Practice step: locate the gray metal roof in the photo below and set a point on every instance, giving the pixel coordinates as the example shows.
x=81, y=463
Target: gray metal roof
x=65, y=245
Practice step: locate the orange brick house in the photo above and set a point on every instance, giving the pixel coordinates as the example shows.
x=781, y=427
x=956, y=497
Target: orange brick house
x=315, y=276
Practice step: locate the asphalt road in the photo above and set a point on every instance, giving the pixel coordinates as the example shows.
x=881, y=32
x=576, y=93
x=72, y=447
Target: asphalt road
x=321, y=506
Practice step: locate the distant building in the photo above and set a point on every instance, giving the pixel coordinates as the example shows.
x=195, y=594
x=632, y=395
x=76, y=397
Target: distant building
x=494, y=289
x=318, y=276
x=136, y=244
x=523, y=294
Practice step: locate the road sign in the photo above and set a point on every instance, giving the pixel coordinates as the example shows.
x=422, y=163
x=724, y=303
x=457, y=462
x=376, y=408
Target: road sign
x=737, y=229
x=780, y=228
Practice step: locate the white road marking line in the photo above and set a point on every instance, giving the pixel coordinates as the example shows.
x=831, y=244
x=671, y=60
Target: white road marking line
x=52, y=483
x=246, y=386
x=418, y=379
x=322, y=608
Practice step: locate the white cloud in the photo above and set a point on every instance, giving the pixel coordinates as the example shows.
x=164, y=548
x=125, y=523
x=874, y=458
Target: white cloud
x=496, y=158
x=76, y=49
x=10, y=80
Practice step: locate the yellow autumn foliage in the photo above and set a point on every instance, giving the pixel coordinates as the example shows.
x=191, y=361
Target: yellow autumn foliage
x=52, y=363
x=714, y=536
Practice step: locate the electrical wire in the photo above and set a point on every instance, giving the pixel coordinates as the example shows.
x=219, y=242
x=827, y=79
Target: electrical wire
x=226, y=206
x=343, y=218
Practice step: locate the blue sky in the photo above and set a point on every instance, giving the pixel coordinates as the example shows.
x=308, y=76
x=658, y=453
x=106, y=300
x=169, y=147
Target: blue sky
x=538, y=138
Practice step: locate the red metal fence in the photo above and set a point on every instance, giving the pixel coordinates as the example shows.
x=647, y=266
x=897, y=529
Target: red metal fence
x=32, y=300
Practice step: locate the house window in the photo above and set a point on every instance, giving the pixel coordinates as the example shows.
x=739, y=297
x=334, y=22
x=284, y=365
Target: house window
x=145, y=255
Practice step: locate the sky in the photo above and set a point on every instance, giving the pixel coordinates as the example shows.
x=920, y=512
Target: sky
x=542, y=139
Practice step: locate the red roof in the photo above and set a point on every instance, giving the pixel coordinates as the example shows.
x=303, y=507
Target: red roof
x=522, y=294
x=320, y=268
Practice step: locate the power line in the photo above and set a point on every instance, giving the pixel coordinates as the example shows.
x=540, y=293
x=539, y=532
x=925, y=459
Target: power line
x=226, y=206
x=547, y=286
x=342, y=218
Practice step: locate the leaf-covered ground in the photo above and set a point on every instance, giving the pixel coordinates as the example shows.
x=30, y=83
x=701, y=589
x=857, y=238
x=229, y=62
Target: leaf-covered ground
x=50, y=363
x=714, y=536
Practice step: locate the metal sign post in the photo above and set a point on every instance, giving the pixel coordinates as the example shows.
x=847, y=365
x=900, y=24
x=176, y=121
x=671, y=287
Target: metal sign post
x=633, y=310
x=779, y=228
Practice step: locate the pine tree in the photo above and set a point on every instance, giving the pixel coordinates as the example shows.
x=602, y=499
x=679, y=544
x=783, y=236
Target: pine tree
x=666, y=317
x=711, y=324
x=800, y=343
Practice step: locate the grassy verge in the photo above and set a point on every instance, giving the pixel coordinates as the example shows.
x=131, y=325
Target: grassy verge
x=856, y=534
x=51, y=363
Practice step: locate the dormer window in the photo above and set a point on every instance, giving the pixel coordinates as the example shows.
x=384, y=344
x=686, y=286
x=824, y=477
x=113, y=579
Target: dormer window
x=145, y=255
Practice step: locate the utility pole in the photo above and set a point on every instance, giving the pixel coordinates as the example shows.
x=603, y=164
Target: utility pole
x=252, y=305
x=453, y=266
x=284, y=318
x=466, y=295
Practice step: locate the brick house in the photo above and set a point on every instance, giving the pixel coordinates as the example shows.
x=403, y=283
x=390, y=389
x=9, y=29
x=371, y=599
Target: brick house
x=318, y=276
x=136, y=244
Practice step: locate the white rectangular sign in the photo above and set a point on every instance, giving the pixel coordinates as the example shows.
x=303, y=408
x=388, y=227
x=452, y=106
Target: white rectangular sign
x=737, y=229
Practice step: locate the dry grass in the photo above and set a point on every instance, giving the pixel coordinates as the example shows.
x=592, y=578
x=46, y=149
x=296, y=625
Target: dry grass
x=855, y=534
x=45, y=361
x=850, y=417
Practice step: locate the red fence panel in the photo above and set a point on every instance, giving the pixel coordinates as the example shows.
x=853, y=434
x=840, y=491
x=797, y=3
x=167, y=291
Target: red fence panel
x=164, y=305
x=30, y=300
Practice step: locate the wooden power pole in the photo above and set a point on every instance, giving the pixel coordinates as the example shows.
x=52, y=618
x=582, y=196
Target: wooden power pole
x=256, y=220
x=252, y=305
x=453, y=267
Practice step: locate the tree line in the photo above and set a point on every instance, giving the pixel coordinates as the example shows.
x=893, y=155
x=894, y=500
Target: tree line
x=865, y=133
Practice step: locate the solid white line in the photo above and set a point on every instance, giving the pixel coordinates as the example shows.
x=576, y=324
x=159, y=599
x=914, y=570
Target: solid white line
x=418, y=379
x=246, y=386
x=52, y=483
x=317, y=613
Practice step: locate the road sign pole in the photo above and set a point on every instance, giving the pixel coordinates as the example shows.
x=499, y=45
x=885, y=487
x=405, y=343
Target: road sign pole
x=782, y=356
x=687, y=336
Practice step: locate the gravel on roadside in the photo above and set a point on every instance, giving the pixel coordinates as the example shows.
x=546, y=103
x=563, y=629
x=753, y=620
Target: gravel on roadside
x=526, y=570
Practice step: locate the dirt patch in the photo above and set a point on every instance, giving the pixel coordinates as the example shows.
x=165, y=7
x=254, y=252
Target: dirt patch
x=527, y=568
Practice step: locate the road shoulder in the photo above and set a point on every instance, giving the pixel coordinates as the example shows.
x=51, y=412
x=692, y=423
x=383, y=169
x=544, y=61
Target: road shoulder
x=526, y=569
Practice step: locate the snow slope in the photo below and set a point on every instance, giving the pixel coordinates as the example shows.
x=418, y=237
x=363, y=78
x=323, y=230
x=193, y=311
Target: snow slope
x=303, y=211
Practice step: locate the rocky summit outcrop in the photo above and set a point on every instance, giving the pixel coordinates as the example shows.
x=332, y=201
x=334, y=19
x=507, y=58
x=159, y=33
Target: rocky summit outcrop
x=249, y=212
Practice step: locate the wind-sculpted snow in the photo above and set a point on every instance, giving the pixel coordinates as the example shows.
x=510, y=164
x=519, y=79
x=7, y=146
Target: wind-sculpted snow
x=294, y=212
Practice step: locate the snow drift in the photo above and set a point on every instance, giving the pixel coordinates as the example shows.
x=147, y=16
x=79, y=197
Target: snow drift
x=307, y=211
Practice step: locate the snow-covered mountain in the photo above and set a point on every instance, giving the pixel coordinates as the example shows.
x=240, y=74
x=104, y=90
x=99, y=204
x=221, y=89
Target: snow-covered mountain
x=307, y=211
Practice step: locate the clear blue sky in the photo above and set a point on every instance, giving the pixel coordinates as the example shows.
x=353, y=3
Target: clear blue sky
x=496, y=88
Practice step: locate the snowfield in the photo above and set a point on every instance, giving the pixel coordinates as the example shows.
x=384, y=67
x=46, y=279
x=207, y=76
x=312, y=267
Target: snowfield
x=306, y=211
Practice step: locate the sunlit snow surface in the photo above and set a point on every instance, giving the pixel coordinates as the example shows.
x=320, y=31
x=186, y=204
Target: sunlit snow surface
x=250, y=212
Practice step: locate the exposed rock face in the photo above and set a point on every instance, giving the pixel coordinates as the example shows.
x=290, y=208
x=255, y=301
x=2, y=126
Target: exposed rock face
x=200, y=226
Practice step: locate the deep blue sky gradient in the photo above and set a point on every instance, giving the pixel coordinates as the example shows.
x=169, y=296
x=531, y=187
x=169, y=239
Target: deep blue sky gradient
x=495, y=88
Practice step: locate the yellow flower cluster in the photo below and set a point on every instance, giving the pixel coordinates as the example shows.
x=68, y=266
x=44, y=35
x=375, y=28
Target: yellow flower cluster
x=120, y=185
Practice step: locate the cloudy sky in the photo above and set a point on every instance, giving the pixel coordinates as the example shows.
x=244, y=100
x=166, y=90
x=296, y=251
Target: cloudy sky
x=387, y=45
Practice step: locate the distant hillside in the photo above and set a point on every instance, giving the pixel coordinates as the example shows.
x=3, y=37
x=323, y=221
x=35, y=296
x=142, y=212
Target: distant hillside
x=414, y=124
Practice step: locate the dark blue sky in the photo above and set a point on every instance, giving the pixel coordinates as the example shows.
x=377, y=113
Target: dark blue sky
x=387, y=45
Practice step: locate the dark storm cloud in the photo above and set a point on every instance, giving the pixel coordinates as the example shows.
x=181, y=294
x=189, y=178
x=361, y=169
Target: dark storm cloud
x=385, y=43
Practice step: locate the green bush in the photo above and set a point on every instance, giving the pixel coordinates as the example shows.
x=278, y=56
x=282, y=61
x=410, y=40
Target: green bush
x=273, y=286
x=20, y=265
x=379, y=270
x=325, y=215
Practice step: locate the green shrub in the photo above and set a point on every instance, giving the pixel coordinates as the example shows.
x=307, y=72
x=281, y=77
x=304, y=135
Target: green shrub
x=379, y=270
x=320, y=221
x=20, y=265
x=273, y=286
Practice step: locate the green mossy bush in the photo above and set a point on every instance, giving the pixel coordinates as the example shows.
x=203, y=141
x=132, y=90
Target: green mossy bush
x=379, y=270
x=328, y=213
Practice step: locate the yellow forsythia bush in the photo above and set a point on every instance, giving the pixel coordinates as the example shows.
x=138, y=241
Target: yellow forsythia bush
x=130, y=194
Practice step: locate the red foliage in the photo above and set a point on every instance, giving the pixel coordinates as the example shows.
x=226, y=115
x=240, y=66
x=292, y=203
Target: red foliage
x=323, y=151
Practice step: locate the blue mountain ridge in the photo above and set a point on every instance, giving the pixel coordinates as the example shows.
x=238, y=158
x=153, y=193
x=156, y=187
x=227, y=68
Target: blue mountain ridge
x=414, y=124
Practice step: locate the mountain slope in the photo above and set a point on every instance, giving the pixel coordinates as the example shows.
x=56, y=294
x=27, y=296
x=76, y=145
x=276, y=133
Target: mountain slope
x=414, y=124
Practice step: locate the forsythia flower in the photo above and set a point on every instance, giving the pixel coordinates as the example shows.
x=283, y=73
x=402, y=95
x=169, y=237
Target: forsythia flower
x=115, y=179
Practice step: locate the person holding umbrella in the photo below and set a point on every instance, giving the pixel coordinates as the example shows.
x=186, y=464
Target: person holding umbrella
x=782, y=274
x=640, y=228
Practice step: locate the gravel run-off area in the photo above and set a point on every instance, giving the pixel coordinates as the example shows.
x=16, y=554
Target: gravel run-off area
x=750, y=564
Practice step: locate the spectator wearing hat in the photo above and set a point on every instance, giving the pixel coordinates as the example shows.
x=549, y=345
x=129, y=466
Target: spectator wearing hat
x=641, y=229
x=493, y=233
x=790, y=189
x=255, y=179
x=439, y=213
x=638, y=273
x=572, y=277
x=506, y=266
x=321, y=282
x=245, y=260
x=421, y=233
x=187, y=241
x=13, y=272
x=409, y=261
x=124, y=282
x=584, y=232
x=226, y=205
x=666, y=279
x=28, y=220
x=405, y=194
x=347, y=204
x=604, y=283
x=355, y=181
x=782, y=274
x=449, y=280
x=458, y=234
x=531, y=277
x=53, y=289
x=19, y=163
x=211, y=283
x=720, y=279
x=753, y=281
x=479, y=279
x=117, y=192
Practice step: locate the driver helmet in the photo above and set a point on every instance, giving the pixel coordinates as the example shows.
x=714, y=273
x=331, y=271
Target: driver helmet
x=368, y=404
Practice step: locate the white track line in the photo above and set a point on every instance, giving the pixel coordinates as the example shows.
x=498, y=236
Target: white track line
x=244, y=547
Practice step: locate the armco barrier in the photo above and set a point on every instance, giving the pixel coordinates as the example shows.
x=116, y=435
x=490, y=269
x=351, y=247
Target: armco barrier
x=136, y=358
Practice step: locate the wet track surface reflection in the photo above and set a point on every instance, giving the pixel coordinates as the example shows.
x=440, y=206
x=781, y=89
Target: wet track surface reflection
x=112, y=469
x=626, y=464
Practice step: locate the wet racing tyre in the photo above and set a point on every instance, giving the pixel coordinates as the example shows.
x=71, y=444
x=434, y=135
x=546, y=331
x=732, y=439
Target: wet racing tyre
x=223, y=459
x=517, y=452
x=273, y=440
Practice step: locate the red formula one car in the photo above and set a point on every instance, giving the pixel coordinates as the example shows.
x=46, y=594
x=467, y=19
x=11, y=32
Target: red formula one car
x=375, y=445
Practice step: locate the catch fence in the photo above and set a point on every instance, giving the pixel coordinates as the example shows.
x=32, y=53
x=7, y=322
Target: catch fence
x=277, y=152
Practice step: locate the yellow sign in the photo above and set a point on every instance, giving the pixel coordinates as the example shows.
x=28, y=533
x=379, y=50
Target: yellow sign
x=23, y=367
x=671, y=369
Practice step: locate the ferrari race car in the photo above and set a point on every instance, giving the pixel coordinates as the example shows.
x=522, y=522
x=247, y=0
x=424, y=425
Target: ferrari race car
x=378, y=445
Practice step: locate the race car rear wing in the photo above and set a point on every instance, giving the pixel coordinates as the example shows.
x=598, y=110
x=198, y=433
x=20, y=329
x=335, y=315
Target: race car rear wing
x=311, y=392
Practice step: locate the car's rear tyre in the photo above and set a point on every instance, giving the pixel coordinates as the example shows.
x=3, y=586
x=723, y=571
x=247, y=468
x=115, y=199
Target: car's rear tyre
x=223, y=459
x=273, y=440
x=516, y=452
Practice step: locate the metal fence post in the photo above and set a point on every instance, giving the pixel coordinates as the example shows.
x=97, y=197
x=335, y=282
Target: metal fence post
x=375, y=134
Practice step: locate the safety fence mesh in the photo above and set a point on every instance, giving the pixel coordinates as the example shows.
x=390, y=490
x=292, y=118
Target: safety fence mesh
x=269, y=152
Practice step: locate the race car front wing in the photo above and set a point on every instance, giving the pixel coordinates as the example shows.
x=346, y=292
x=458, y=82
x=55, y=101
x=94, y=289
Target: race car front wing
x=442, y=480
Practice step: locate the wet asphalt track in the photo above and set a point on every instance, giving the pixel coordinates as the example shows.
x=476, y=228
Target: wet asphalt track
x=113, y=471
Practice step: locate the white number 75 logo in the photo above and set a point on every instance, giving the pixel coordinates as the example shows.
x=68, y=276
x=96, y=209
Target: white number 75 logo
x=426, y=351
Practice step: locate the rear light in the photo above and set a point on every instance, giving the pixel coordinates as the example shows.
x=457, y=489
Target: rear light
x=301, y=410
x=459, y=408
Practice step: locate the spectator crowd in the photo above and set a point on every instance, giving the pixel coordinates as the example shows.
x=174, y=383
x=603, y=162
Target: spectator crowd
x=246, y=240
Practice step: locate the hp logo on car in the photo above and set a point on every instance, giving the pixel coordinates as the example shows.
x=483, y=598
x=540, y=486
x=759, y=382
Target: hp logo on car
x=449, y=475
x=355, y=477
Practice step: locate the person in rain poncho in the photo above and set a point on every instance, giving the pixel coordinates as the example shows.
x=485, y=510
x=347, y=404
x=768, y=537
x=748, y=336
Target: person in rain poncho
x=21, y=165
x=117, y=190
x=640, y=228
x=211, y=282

• • •

Can you rescale the lines between the one holding "Practice step: locate the rocky" and the one holding "x=249, y=212", inclusive, by writing them all out again with each answer coordinate multiplied by 0.25 and rounded to a whole number, halves up? All other numbers stay unchanged.

FULL RESPONSE:
Practice step: locate the rocky summit outcrop in the photo above and set a point on every instance, giving the pixel coordinates as the example shows.
x=332, y=201
x=334, y=19
x=507, y=58
x=159, y=33
Target: rocky summit outcrop
x=62, y=53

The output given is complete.